### What to produce
Begin with the line in which "Target: umbrella tip ferrule" appears and end with the final line of the entries. Retype each one exactly and add nothing.

======== Supplied data

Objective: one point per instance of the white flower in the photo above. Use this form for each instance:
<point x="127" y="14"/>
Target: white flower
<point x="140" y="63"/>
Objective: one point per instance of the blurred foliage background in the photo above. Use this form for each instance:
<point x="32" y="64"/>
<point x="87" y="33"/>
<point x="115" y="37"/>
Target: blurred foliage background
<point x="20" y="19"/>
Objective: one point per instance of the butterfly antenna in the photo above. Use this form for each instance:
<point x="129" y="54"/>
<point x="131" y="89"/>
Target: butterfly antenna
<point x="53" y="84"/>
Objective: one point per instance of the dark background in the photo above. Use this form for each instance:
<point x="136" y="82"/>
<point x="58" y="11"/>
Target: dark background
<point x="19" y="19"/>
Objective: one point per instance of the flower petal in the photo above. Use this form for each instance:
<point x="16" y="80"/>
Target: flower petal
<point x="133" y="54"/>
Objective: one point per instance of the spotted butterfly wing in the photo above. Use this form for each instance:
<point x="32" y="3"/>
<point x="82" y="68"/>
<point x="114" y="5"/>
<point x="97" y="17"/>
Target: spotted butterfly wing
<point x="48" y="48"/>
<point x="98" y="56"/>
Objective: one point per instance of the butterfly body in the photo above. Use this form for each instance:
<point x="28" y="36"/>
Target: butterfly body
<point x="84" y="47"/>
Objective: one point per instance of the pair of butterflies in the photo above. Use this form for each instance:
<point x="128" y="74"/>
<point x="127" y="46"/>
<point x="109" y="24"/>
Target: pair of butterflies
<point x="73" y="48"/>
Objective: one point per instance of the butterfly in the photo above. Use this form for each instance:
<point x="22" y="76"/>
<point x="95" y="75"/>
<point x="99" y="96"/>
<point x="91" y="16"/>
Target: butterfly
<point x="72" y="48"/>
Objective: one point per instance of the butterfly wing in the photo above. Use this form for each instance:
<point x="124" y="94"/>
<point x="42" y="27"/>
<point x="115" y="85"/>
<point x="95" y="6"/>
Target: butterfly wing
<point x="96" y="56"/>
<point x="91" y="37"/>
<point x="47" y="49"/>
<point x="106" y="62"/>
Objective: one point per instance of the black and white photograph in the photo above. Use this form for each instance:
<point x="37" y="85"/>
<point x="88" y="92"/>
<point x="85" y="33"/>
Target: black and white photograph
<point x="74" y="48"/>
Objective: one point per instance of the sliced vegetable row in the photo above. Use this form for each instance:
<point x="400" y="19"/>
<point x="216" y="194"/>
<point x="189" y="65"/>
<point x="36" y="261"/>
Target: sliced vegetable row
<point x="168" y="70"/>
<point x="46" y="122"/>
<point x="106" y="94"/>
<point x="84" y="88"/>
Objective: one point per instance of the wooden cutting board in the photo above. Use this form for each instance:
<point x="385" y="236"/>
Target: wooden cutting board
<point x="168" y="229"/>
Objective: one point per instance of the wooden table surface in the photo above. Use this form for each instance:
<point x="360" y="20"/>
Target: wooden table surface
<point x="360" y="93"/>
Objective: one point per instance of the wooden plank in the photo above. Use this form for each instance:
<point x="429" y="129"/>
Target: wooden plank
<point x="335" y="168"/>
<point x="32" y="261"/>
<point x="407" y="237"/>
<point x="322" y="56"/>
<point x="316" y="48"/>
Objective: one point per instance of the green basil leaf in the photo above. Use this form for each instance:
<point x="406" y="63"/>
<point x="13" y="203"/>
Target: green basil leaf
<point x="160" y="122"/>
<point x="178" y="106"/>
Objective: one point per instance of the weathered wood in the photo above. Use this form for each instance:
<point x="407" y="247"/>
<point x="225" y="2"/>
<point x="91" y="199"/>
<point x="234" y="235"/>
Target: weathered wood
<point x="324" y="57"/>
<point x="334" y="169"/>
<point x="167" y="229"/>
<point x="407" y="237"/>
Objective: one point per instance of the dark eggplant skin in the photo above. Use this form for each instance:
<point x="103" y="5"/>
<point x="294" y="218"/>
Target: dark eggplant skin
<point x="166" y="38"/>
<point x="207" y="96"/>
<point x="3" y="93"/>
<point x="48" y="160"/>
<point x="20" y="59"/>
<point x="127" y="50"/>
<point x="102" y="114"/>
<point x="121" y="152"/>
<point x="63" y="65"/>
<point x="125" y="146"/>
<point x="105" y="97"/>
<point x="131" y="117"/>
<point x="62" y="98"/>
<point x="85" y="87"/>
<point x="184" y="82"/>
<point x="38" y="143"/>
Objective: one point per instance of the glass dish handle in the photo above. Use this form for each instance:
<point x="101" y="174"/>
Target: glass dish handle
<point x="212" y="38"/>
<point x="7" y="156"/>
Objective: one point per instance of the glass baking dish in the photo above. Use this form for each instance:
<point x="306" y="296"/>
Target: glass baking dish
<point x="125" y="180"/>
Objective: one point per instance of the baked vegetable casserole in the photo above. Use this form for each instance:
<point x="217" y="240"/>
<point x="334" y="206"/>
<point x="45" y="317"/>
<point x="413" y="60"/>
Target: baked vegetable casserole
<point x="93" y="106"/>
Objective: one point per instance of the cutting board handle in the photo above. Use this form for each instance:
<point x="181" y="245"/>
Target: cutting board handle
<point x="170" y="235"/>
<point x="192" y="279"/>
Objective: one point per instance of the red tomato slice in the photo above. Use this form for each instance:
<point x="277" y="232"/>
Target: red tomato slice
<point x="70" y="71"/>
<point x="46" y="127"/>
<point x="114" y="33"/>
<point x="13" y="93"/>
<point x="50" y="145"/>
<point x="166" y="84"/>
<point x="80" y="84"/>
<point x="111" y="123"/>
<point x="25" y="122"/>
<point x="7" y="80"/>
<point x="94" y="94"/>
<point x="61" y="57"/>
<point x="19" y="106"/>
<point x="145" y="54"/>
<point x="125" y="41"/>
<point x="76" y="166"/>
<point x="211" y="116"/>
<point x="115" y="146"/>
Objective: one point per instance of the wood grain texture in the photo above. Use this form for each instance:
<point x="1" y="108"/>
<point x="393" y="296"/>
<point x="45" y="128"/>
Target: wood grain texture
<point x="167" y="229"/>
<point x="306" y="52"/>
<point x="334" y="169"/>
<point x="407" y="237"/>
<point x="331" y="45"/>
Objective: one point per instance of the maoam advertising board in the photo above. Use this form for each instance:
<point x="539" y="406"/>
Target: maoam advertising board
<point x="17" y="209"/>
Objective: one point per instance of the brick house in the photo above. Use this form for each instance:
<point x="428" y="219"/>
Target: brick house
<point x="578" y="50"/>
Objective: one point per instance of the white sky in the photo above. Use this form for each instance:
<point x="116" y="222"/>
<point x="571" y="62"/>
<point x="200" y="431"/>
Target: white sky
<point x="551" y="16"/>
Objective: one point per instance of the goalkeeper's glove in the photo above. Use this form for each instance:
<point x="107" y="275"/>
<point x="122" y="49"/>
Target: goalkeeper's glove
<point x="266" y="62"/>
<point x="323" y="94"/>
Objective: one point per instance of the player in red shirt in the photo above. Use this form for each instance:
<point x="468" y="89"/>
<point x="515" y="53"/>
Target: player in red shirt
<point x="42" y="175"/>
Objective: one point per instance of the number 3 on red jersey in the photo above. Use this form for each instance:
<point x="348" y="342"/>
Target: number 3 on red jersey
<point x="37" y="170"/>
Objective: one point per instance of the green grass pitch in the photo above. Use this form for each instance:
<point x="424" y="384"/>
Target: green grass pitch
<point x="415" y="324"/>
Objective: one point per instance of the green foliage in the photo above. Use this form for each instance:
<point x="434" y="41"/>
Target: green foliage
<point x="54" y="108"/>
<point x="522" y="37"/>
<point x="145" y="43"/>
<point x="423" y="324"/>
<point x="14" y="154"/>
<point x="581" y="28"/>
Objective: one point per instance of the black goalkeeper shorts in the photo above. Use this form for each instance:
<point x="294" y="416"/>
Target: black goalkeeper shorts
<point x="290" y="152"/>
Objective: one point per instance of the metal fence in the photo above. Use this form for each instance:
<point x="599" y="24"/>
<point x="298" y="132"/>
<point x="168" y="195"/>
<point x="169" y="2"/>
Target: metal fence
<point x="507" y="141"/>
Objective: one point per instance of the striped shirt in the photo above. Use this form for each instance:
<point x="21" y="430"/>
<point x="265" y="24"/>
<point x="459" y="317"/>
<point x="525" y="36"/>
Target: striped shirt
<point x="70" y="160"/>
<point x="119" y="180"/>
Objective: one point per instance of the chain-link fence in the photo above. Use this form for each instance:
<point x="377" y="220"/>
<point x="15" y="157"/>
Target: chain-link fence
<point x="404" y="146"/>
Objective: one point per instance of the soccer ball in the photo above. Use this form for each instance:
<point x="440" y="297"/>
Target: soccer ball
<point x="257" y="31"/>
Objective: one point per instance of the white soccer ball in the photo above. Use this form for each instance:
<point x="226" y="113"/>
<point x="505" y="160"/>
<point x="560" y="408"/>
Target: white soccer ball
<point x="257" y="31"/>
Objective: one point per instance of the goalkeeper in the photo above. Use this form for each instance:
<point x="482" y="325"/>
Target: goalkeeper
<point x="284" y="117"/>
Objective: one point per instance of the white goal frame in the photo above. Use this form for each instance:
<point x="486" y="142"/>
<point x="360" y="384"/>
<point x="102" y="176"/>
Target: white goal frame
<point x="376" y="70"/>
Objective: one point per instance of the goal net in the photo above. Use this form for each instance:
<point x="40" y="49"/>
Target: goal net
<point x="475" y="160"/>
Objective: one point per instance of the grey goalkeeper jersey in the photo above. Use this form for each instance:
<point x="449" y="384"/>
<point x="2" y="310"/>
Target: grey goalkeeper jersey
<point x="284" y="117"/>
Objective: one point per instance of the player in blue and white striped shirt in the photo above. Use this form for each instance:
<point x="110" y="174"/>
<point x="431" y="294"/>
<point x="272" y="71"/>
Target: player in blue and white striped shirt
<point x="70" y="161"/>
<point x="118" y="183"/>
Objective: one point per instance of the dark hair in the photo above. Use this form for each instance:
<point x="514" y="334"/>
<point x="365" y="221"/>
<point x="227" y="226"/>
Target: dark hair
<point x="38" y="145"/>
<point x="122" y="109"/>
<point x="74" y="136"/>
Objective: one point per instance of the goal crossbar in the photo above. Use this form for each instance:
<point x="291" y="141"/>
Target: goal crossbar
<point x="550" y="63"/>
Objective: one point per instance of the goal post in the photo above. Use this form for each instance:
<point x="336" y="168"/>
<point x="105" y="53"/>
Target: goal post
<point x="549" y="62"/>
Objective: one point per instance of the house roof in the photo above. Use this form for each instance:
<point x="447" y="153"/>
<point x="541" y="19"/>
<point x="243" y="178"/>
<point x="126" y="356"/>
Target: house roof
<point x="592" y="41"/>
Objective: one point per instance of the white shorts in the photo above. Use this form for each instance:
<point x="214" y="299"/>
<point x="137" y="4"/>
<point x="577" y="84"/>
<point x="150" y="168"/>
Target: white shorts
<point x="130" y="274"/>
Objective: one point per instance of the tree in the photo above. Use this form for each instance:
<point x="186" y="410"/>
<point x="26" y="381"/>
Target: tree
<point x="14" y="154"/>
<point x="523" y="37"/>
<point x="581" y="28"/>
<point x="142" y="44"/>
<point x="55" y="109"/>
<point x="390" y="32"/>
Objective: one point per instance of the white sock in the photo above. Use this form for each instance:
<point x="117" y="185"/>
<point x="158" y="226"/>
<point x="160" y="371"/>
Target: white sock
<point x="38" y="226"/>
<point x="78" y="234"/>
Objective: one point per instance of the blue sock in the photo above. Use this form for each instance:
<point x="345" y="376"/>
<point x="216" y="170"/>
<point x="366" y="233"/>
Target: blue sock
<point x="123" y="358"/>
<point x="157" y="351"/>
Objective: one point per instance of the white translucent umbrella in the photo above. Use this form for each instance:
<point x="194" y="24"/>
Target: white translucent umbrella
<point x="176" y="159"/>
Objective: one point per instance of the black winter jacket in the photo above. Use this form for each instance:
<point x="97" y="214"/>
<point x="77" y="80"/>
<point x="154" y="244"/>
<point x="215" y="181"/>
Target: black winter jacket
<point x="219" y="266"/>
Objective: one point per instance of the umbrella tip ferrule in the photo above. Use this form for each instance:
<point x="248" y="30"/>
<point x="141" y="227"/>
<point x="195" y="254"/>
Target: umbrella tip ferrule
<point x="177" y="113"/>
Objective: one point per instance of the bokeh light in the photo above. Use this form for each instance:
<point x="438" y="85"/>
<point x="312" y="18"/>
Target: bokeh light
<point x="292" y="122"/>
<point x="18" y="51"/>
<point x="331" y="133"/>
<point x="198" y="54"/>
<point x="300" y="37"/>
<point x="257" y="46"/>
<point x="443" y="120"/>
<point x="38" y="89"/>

================

### Output below
Target: umbrella tip ferrule
<point x="177" y="113"/>
Objective: one point per instance of the bokeh light in the photo above. Use this form for each instance:
<point x="438" y="85"/>
<point x="312" y="18"/>
Target: bokeh light
<point x="292" y="122"/>
<point x="18" y="51"/>
<point x="331" y="133"/>
<point x="198" y="54"/>
<point x="300" y="37"/>
<point x="257" y="46"/>
<point x="443" y="120"/>
<point x="38" y="89"/>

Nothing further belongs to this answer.